* 記録 *

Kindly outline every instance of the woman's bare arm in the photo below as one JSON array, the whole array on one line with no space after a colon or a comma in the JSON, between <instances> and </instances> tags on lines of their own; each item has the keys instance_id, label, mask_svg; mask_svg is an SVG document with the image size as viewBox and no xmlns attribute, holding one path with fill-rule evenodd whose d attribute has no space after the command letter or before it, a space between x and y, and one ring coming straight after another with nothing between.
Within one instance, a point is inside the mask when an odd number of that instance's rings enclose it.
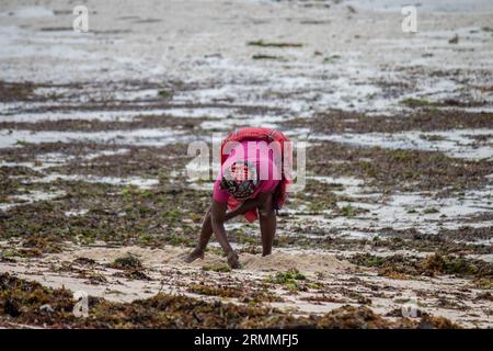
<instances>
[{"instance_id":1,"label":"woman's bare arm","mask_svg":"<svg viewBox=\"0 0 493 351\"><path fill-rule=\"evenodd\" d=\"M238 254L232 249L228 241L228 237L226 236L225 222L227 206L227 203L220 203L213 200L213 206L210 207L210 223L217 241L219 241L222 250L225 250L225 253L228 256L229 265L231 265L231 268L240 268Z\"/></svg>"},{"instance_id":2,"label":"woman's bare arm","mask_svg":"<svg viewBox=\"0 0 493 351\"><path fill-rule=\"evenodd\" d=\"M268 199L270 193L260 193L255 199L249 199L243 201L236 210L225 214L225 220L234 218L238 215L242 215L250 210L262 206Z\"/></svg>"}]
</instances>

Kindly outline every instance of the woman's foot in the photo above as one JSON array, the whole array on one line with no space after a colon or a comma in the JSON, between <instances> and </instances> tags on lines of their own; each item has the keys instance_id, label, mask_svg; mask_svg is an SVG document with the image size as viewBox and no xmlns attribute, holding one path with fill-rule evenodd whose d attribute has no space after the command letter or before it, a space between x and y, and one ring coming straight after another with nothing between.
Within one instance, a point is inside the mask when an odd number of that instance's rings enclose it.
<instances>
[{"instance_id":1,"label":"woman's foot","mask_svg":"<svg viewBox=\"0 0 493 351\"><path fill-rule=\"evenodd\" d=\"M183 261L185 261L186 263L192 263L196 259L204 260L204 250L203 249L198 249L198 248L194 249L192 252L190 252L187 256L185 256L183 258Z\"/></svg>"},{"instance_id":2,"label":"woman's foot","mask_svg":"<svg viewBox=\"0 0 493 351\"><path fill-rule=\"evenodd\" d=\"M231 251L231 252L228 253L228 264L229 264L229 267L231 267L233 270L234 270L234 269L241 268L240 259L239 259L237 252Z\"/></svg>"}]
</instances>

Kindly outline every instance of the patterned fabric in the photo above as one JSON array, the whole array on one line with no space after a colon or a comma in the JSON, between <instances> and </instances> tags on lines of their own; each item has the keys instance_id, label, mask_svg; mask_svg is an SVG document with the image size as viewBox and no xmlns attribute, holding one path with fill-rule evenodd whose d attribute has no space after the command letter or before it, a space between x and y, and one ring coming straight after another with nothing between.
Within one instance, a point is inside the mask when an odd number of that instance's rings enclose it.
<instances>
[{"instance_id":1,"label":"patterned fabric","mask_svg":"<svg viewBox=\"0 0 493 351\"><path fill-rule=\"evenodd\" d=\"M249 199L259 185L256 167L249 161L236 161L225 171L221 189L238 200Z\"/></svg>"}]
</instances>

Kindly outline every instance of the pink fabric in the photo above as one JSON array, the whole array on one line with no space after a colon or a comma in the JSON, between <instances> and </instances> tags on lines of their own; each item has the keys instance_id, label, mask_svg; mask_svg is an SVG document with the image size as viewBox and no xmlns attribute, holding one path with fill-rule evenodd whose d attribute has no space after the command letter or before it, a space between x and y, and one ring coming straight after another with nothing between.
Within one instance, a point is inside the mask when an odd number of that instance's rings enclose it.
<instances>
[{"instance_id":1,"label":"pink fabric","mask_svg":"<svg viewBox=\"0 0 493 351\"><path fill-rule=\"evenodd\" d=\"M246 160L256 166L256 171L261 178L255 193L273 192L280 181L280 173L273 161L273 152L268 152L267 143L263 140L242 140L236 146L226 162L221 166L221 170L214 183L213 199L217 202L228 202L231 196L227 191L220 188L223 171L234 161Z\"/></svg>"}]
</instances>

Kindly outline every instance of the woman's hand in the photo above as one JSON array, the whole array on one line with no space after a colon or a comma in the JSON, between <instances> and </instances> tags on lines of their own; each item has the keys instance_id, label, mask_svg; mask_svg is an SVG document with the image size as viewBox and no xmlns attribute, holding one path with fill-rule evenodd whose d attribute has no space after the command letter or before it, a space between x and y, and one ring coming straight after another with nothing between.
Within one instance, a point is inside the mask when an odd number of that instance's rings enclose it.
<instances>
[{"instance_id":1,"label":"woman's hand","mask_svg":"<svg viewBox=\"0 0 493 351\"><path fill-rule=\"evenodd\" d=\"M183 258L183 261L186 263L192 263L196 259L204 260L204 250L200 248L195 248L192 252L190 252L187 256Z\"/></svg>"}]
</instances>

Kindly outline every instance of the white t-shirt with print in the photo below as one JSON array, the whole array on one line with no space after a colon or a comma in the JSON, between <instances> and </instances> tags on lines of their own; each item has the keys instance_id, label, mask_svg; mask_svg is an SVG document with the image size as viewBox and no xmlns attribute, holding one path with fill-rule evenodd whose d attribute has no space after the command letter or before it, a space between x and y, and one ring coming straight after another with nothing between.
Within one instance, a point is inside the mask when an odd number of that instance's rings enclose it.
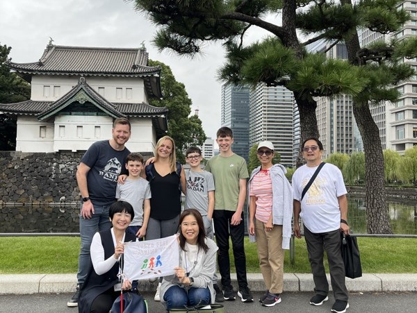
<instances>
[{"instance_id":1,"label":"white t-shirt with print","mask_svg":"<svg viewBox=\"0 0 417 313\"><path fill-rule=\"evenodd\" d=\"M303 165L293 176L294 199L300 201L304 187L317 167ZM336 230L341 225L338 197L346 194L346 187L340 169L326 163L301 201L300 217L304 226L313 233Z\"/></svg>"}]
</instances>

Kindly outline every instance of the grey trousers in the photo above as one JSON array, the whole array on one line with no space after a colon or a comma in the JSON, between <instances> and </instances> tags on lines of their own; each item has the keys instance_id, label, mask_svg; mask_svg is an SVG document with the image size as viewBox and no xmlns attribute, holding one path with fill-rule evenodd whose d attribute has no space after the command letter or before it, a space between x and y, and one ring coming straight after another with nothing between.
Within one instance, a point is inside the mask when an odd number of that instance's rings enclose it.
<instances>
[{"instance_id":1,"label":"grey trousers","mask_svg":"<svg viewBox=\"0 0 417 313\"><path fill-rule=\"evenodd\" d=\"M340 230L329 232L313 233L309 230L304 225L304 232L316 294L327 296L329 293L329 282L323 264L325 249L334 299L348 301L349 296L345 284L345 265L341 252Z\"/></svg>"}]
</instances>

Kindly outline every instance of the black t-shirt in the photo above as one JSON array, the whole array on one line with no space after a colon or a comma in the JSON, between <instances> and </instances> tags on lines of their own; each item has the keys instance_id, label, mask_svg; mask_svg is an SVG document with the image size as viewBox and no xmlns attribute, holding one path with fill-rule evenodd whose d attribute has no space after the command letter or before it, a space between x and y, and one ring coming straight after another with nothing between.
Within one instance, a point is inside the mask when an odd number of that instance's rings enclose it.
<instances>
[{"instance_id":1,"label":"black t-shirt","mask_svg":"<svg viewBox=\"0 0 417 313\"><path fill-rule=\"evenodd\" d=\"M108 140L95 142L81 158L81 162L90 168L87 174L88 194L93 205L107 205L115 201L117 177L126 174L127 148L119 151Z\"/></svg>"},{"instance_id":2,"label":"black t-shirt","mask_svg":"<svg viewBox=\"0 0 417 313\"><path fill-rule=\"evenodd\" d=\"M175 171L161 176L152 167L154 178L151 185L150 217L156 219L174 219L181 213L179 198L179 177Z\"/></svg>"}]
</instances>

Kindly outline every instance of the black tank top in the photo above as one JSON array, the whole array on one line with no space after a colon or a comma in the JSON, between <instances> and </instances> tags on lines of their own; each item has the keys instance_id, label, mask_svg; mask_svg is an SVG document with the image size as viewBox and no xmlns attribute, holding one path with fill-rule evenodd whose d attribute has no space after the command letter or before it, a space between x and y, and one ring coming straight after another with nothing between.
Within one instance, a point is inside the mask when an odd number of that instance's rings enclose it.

* 作業指示 *
上の記録から、文字列「hand」を含む行をすべて抜き出してください。大文字と小文字は区別されます。

* 正しい出力 *
Kindly outline every instance of the woman's hand in the photo above as one JSON array, the whole array on one line with no space after a colon or a comma in the JSON, between <instances> and </instances> tags on lines of their own; each item has the keys instance_id, label, mask_svg; mask_svg is an SVG document with the image size as viewBox and no xmlns attribute, holding one path with fill-rule evenodd whose d attribute has no space after the command letter or before it, a space between x and y, and one ring coming straight after another with nothing between.
[{"instance_id":1,"label":"woman's hand","mask_svg":"<svg viewBox=\"0 0 493 351\"><path fill-rule=\"evenodd\" d=\"M183 258L183 261L186 263L192 263L196 259L204 260L204 250L200 248L195 248L192 252L190 252L187 256Z\"/></svg>"}]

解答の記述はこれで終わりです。